__SOURCE EXTRACT__:

* Start *

At February 24, 2006, Blogger Jules said...

That strikes me as pretty different from what you said earlier: "There is NO responsibility in reality. Responsibility is an ascribe characteristic (a useful fiction) generated out of societal desires and a lack of understanding."

I'm not sure I would agree with the above statement from either the 'little self' perspective or the 'big self' perspective.

In the relative sense, where there are *conditioned* bodymind mechanisms operating, ... how can there be true responsibility? Thoughts which produce actions arise from a complex constellation of circumstances going back in time eternally (this caused this caused this caused this...). The action you take at any one moment is a product of the previous conscious thought which is a product of ... and on and on. You didn't get to choose your thoughts. So there is no responsibility in that sense.

I don't care about the mental state of a violent criminal - when he commits his crime he is responsible for his actions, no matter what his mental state is. You can't separate off "thoughts" like they aren't part of the person.

"Your honor, my client would never have robbed that bank if he wasn't just swimming in delusion. Please don't put him in jail."

Intellectual rationalizations can 'prove' any side of any argument, given a long enough logical chain. We could spend hours splitting hairs over any part of this argument. We could spend hours splitting hairs over the definition of the word responsibility. But I'm just not that interested, sorry.

 
At February 24, 2006, Blogger endofthedream said...

Jules, you wrote "That strikes me as pretty different from what you said earlier: "There is NO responsibility in reality. Responsibility is an ascribe characteristic (a useful fiction) generated out of societal desires and a lack of understanding."

*****In that I was pointing to the absolute understanding, in which there is no one to be responsible and no one to do the holding of responsibility. It is all One Movement, Unicity. In the *realtive* understanding (of everyday life), there is clearly a societally-agreed upon state of accountability.

You wrote, "I'm not sure I would agree with the above statement from either the 'little self' perspective or the 'big self' perspective."


*****That's what makes a horse race! :-))) Phenomenality is chocked full of "I agree's" and "I don't agree's."

In the relative sense, where there are *conditioned* bodymind mechanisms operating, ... how can there be true responsibility? Thoughts which produce actions arise from a complex constellation of circumstances going back in time eternally (this caused this caused this caused this...). The action you take at any one moment is a product of the previous conscious thought which is a product of ... and on and on. You didn't get to choose your thoughts. So there is no responsibility in that sense.

I don't care about the mental state of a violent criminal


*****Why not? Are not mental states contributory to the actions which arise out of them?


- when he commits his crime he is responsible for his actions, no matter what his mental state is. You can't separate off "thoughts" like they aren't part of the person.

* End *

__STATED PROBLEM A__: Retype the passage of the blog comments on responsibility that opens with the words containing "Intellectual rationalizations can" and closes with "state of accountability.".
The blog comments on responsibility have no connection to the records.

__SUPPLIED RECORDS__:

* Start *

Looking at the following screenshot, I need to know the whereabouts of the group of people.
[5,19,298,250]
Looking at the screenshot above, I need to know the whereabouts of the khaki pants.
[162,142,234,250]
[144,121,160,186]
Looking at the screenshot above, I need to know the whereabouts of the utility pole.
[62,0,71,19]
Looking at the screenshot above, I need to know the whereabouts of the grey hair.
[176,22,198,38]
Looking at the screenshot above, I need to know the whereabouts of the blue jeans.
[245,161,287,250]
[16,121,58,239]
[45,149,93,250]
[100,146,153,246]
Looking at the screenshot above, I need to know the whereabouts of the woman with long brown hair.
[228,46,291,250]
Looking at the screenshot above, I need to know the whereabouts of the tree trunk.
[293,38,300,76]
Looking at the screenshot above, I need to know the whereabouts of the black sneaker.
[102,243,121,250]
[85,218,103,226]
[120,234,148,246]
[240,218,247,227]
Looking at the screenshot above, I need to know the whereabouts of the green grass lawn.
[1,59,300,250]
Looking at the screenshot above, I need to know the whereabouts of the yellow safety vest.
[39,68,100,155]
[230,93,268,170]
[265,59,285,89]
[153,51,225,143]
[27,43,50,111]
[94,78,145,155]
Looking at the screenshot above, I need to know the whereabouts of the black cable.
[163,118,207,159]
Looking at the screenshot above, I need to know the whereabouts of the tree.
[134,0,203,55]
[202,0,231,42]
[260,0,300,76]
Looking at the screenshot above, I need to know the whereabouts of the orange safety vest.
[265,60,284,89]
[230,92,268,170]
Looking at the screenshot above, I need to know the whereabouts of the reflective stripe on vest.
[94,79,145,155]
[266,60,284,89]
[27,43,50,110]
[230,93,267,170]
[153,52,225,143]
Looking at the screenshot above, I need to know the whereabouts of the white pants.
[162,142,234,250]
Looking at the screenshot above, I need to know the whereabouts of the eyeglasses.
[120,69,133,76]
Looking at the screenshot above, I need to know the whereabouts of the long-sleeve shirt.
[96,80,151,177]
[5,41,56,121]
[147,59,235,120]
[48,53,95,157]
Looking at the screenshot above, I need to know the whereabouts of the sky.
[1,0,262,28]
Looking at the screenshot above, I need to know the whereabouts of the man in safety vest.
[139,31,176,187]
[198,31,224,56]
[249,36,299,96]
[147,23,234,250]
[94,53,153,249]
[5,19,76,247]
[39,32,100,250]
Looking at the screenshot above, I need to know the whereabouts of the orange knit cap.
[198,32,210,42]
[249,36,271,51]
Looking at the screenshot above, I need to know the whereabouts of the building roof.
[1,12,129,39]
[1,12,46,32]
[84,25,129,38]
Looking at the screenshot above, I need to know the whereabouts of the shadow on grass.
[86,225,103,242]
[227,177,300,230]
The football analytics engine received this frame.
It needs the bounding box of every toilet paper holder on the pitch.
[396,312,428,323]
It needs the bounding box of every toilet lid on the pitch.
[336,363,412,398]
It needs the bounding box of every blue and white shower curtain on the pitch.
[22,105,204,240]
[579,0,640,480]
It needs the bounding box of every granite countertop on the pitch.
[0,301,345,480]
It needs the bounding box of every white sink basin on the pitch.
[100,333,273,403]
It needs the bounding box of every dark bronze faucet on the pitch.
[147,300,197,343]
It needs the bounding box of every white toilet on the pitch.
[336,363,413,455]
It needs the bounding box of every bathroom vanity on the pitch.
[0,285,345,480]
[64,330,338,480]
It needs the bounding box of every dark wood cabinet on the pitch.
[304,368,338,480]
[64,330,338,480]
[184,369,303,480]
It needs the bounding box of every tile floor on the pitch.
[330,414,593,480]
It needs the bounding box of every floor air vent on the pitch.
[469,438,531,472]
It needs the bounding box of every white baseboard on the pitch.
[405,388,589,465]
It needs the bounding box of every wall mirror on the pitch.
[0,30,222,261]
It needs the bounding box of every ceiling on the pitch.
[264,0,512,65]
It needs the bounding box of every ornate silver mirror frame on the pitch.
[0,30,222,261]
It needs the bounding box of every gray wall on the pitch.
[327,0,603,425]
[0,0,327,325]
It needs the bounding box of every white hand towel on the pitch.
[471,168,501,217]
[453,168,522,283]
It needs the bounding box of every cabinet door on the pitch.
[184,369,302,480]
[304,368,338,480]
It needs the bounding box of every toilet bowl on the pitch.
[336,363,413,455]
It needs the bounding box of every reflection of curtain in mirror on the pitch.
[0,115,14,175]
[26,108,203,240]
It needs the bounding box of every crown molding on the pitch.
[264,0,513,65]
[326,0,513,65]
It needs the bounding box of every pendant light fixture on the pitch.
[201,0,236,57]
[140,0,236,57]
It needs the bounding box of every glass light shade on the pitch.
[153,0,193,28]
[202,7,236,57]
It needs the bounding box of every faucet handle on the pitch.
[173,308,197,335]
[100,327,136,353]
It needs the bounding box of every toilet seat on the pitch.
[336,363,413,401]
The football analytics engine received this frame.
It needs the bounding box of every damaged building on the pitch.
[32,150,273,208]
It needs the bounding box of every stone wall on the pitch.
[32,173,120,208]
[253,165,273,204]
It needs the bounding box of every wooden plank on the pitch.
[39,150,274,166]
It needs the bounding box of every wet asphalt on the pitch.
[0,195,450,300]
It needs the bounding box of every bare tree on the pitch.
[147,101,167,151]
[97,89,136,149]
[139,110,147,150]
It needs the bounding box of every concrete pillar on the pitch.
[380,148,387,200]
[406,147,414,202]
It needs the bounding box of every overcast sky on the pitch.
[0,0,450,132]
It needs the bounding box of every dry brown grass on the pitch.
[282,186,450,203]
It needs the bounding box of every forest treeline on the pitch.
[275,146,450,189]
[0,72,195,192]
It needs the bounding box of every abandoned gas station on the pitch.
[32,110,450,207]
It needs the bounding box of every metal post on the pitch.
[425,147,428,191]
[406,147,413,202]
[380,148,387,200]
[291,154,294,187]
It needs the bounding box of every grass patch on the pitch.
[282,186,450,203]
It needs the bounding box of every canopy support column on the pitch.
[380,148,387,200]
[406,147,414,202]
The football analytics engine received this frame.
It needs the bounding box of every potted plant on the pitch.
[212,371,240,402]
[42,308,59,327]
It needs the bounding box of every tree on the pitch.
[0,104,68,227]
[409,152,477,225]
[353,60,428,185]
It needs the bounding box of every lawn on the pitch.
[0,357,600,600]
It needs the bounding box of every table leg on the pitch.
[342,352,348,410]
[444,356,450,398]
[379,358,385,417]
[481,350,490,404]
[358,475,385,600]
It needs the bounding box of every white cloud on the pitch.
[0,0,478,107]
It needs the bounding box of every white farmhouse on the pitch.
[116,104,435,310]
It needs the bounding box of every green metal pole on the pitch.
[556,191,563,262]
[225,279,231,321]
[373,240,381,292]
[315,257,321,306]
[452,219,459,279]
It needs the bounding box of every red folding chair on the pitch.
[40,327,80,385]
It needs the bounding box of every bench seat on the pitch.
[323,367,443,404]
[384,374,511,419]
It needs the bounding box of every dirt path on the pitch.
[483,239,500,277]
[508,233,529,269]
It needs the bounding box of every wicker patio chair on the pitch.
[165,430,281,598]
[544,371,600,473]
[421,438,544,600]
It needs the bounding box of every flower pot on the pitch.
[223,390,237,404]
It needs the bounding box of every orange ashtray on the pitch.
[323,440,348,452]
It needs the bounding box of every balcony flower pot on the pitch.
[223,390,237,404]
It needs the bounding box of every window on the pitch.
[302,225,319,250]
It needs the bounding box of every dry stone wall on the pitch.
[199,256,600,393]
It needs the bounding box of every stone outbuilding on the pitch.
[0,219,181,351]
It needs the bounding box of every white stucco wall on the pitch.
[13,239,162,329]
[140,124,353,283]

* End *

__STATED PROBLEM B__: Convert the part of the records that runs from their first line through the line containing "[260,0,300,76]" into a numbered list, and leave out any blank lines.

__RESPONSE A__:
Intellectual rationalizations can 'prove' any side of any argument, given a long enough logical chain. We could spend hours splitting hairs over any part of this argument. We could spend hours splitting hairs over the definition of the word responsibility. But I'm just not that interested, sorry.

 
At February 24, 2006, Blogger endofthedream said...

Jules, you wrote "That strikes me as pretty different from what you said earlier: "There is NO responsibility in reality. Responsibility is an ascribe characteristic (a useful fiction) generated out of societal desires and a lack of understanding."

*****In that I was pointing to the absolute understanding, in which there is no one to be responsible and no one to do the holding of responsibility. It is all One Movement, Unicity. In the *realtive* understanding (of everyday life), there is clearly a societally-agreed upon state of accountability.

__RESPONSE B__:
1. Looking at the following screenshot, I need to know the whereabouts of the group of people.
2. [5,19,298,250]
3. Looking at the screenshot above, I need to know the whereabouts of the khaki pants.
4. [162,142,234,250]
5. [144,121,160,186]
6. Looking at the screenshot above, I need to know the whereabouts of the utility pole.
7. [62,0,71,19]
8. Looking at the screenshot above, I need to know the whereabouts of the grey hair.
9. [176,22,198,38]
10. Looking at the screenshot above, I need to know the whereabouts of the blue jeans.
11. [245,161,287,250]
12. [16,121,58,239]
13. [45,149,93,250]
14. [100,146,153,246]
15. Looking at the screenshot above, I need to know the whereabouts of the woman with long brown hair.
16. [228,46,291,250]
17. Looking at the screenshot above, I need to know the whereabouts of the tree trunk.
18. [293,38,300,76]
19. Looking at the screenshot above, I need to know the whereabouts of the black sneaker.
20. [102,243,121,250]
21. [85,218,103,226]
22. [120,234,148,246]
23. [240,218,247,227]
24. Looking at the screenshot above, I need to know the whereabouts of the green grass lawn.
25. [1,59,300,250]
26. Looking at the screenshot above, I need to know the whereabouts of the yellow safety vest.
27. [39,68,100,155]
28. [230,93,268,170]
29. [265,59,285,89]
30. [153,51,225,143]
31. [27,43,50,111]
32. [94,78,145,155]
33. Looking at the screenshot above, I need to know the whereabouts of the black cable.
34. [163,118,207,159]
35. Looking at the screenshot above, I need to know the whereabouts of the tree.
36. [134,0,203,55]
37. [202,0,231,42]
38. [260,0,300,76]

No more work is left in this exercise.